Activity:
According to the text on dead bodies and public health, how long will AIDS live in a dead body that has not been embalmed?

1.  Dead body ≠ Doom and Destruction of the Public Health

Under normal circumstances, dead bodies are safe and offer no reasonable danger to the public health.

A dead body offers no more danger than it did when it was living.

2.  In Some Circumstances, Embalming Can Make a Dead Body Safer    

Sure, embalming will kill things like AIDS and the aliens that are hiding out in a host body; but, (for the most part) a dead body is safe sans embalming.  The purpose for embalming is mainly restoration and not primarily public safety.

3.  Universal Precautions

If you ever find yourself touching any body fluids of the dead (or the living) use protective garments like latex gloves.

4.  AIDS

AIDS will live approximately 24 hours in a dead body, unless that body has been embalmed, in which case the embalming fluid will presumably kill it.

5.  Ebola: “bum bum bum bum bummm”

Unlike most pathogens, the Ebola virus lives for an unknown period of time after a victim’s death (ViaScientific American).  Unfortunately, the assumption that the virus dies along with the deceased has been a major cause of its spread in parts of Africa where touching and handling the body is a common practice for the deceased’s living family members.  Some have claimed that ‘Up to 50% of victims catch Ebola at funerals’ (Via RT.com).

We don’t embalm Ebola cases.  We burn them.  With fire.

6.  Hepatitis B and hepatitis C, enteric intestinal pathogens, tuberculosis, cholera, smallpox.

A dead body can still harbor all of these horrors.  Unless you really know the person (or are using protective gear), it’s not smart to touch the body fluids (blood, spit, etc.) of living bodies and neither is it smart to touch the body fluids of the dead.

Supplied material:

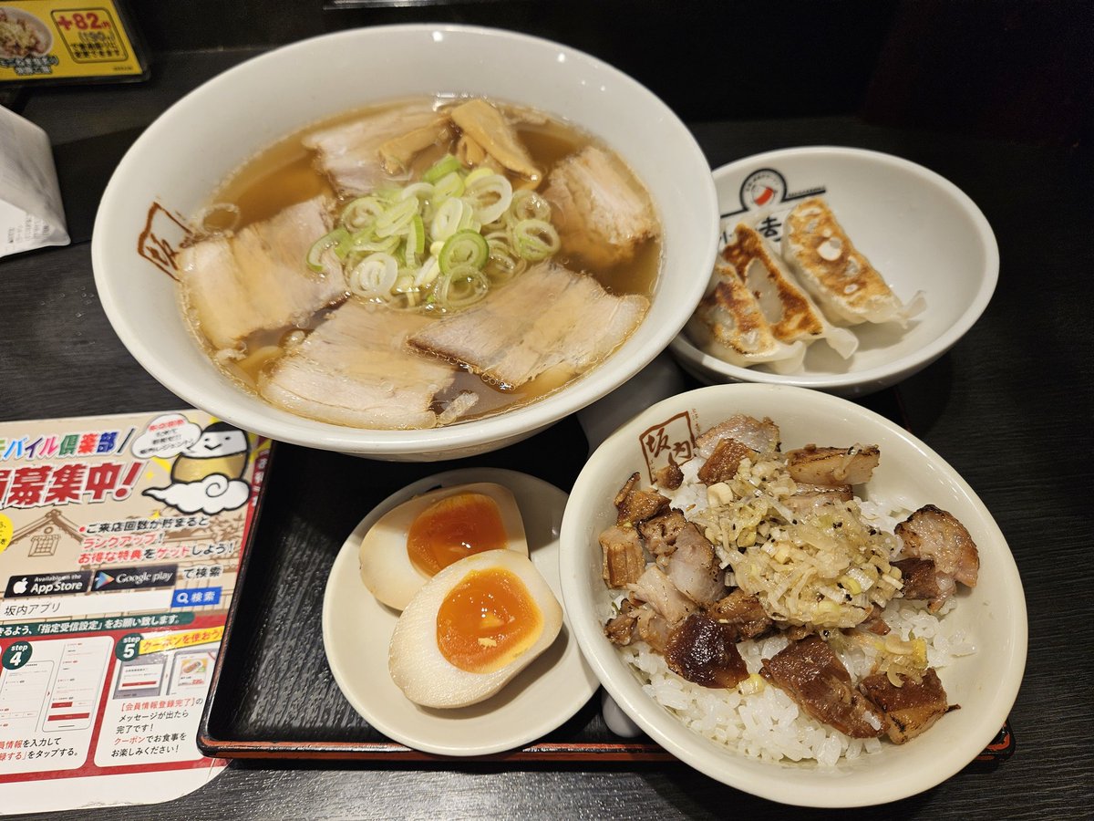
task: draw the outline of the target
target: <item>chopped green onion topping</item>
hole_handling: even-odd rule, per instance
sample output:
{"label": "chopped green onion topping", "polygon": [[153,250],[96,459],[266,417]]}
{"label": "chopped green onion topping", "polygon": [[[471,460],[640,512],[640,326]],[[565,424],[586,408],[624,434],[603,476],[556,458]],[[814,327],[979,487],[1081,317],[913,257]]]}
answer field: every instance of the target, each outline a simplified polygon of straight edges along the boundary
{"label": "chopped green onion topping", "polygon": [[331,251],[362,299],[454,311],[555,254],[560,241],[540,195],[514,192],[504,174],[466,169],[449,154],[418,182],[347,203],[306,263],[322,273]]}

Task solution:
About 24 hours.